— Start Page excerpt —
Corporate Reputation

Fast Growth is No Excuse For a Flawed Corporate Culture

Former Uber CEO Travis Kalanick.

Uber is in the headlines yet again, this time over a reported U.S. Department of Justice inquiry into possible violations of the Foreign Corrupt Practices Act. Whether or not the allegations are true, it’s certain this story got more prominent play in major news outlets because of the ridesharing giant’s multiple self-inflicted injuries in recent months.

Once a company’s reputation has taken a hit, every new allegation, every piece of evidence that seems to support the narrative of an organization gone rogue becomes news. So what might possibly be the sort of minor infraction that could occur deep in the operations of any large, international company becomes further confirmation of Uber’s supposed lack of ethical leadership.

This is expensive for any company, but especially for a high-flying technology darling like Uber, whose private market value has surged into the tens of billions as it plans a major public stock offering. And it’s almost completely avoidable – not the alleged infraction, perhaps, but the magnifying effect Uber’s track record of sexual discrimination claims, management upheaval and regulatory problems had on the latest allegation. Had Uber focused on fostering a strong corporate culture that values compliance, ranking it as high on company leaders’ list of priorities as disrupting the transportation market and growing at breakneck speed, it likely wouldn’t have found itself in such a vulnerable position. From the start, Uber’s leaders should have realized that compliance has a definite return on investment.

“There are very few things a company might try to accomplish that would be blocked by an effective ethics and compliance program.”

I’ve said it many times: Culture is what happens when people aren’t looking. And a company’s culture exists regardless of whether management makes a conscious effort to shape it. Enron – to use an example few of Uber’s employees may be old enough to remember – had an exemplary code of conduct. But under Chief Executive Jeffrey Skilling, executives were pushed relentlessly to generate reported profits and revenue growth at the expense of accounting integrity. In other words, a strong code of conduct is important, but isn’t enough on its own.
— End Page excerpt —
- Goals
(A) In the article on Uber's corporate culture, what possible violations is the reported U.S. Department of Justice inquiry looking into?
(B) Reproduce the part of the article on Uber's corporate culture starting at "Corporate Reputation" and ending at "in recent months.".
— Start Dataset rows —
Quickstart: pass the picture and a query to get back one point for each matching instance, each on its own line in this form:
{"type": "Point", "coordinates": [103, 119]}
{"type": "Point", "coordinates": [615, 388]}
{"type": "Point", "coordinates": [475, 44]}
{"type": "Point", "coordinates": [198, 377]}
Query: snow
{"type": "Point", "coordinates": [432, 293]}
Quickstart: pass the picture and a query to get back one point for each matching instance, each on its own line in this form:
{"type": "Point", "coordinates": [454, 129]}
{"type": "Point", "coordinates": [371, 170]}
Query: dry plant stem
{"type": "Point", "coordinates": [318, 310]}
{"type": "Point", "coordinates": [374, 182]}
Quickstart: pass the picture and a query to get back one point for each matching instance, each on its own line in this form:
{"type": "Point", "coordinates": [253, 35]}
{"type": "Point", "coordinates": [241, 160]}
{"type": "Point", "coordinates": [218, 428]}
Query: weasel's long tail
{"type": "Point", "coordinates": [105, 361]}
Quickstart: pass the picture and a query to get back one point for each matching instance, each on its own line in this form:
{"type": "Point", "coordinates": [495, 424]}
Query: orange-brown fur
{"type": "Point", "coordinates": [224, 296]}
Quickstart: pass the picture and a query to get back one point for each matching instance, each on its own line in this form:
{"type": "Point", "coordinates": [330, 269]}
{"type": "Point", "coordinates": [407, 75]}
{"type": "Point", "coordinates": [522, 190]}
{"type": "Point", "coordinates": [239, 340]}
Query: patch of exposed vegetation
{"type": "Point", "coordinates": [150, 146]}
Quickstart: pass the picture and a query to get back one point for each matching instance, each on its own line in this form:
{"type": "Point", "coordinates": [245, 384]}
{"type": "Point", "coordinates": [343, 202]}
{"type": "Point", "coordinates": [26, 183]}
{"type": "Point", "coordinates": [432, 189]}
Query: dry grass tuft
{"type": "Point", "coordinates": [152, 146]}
— End Dataset rows —
- Responses for each task
(A) Possible violations of the Foreign Corrupt Practices Act.

(B)
Corporate Reputation

Fast Growth is No Excuse For a Flawed Corporate Culture

Former Uber CEO Travis Kalanick.

Uber is in the headlines yet again, this time over a reported U.S. Department of Justice inquiry into possible violations of the Foreign Corrupt Practices Act. Whether or not the allegations are true, it’s certain this story got more prominent play in major news outlets because of the ridesharing giant’s multiple self-inflicted injuries in recent months.